» **WHAT TO DO**:
Nothing goes in the answer except the line that contains "the rear alloy" and the lines after it to the end of the material below, unchanged.
*** DATA PROVIDED ***
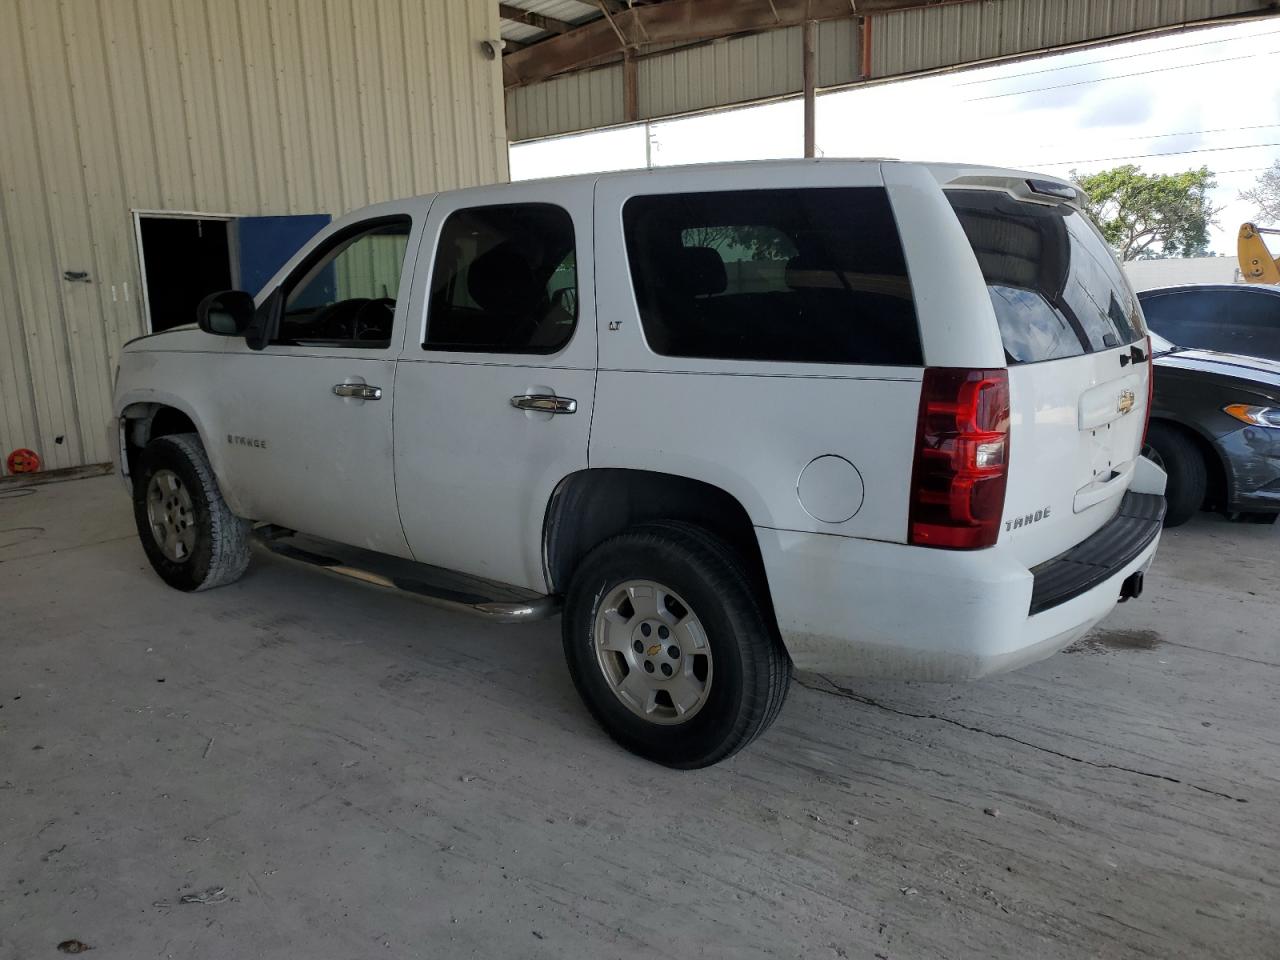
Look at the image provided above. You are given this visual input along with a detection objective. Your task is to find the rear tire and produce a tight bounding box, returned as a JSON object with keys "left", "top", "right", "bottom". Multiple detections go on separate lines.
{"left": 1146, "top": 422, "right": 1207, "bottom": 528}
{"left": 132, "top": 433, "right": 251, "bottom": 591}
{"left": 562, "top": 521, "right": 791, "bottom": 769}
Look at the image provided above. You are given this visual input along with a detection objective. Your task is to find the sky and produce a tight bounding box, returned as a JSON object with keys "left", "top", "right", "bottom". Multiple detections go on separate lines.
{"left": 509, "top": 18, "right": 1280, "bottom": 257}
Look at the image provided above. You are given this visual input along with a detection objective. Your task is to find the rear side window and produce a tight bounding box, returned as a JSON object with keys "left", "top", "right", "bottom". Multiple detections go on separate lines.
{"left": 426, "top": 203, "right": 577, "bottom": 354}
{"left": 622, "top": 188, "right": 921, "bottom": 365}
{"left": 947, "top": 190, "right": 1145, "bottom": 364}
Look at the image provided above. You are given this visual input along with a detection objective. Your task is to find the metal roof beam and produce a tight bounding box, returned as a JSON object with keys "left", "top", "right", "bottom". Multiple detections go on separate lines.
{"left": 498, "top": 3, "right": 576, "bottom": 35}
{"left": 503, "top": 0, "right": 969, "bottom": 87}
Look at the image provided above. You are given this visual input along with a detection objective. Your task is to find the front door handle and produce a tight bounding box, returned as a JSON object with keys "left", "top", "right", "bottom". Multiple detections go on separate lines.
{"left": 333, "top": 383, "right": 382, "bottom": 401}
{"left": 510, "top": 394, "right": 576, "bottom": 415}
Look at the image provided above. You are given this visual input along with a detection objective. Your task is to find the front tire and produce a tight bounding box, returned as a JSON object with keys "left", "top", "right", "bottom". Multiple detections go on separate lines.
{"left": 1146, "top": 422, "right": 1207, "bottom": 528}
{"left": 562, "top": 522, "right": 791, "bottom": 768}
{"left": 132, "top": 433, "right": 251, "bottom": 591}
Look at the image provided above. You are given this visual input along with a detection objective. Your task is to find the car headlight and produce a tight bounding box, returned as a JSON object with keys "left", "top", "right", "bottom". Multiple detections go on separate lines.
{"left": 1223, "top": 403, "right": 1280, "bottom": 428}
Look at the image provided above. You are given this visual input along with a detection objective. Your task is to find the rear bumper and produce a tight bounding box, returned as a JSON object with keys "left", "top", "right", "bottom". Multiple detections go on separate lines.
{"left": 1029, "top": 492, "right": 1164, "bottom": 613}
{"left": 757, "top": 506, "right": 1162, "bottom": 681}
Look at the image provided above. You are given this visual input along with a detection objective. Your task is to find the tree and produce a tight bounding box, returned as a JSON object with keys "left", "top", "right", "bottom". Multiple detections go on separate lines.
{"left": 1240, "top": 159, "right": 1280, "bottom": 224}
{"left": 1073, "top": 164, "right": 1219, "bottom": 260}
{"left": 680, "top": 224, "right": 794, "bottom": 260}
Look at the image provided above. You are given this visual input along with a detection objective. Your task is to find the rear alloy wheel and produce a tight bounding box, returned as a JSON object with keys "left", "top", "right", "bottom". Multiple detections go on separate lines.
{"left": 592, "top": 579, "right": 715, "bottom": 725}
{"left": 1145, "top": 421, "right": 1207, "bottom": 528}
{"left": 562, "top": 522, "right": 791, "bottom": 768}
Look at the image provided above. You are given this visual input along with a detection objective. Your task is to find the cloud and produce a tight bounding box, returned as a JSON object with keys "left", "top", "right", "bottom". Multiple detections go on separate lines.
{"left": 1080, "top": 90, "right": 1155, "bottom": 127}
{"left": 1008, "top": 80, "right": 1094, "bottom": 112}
***
» **SOLUTION TO THIS EXERCISE**:
Look at the image provided above. You are given this visual input along with a detection objective. Your task is to find the rear alloy wheel and produce a tight bounding box, returned as a JSON object with keys "left", "top", "right", "bottom". Multiple detections go on separate lines.
{"left": 592, "top": 579, "right": 715, "bottom": 725}
{"left": 1145, "top": 421, "right": 1207, "bottom": 528}
{"left": 562, "top": 522, "right": 791, "bottom": 768}
Look at the image provided above. You are given this visual input along with a detection objective. Your task is to find the cloud and produce a tight bounding box, returned as a JSON object with keys "left", "top", "right", "bottom". Multiple detections go on separate lines.
{"left": 1080, "top": 90, "right": 1155, "bottom": 127}
{"left": 1008, "top": 80, "right": 1094, "bottom": 112}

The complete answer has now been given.